» **Assignment**
Only the lines holding "player" are wanted. Copy every one from the records below.

» **Given records**
● ● ● ● ● ● ●
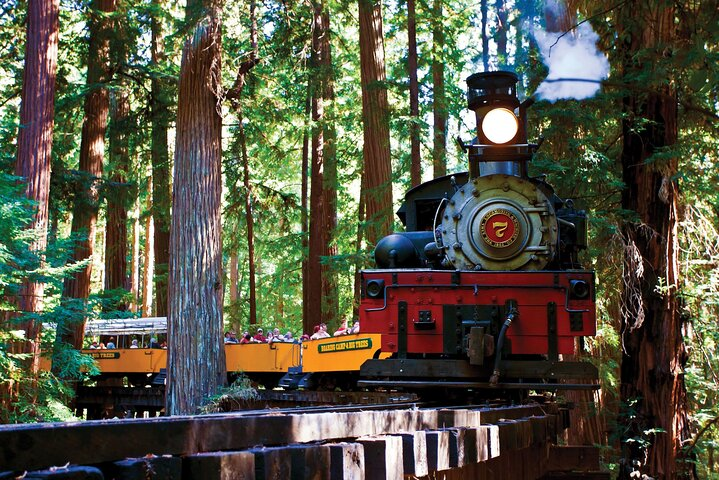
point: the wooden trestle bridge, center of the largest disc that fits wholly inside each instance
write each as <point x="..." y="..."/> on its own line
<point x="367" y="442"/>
● ● ● ● ● ● ●
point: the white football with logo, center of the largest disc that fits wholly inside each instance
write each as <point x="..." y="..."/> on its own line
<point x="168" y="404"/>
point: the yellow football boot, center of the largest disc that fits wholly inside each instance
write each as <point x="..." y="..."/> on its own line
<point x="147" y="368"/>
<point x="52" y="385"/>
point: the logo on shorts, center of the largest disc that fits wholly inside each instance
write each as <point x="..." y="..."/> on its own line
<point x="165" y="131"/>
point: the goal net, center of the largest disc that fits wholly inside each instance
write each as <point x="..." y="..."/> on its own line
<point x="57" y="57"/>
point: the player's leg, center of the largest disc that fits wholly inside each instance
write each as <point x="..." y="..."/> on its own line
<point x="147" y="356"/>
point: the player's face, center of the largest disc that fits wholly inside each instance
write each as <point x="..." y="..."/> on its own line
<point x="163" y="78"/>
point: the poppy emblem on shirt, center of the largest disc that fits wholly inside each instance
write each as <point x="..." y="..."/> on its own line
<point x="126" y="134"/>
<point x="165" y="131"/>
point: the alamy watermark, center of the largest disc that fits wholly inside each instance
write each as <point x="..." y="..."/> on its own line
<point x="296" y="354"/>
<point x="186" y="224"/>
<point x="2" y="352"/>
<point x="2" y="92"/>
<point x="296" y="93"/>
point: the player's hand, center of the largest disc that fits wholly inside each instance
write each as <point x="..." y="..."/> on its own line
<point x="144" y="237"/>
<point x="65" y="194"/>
● ● ● ● ● ● ●
» **Task response**
point: the player's leg, center of the largest disc that fits wholly inside each instance
point: the player's face, center of the largest disc that fits wholly inside each instance
point: the player's hand, center of the largest disc that fits wholly inside each instance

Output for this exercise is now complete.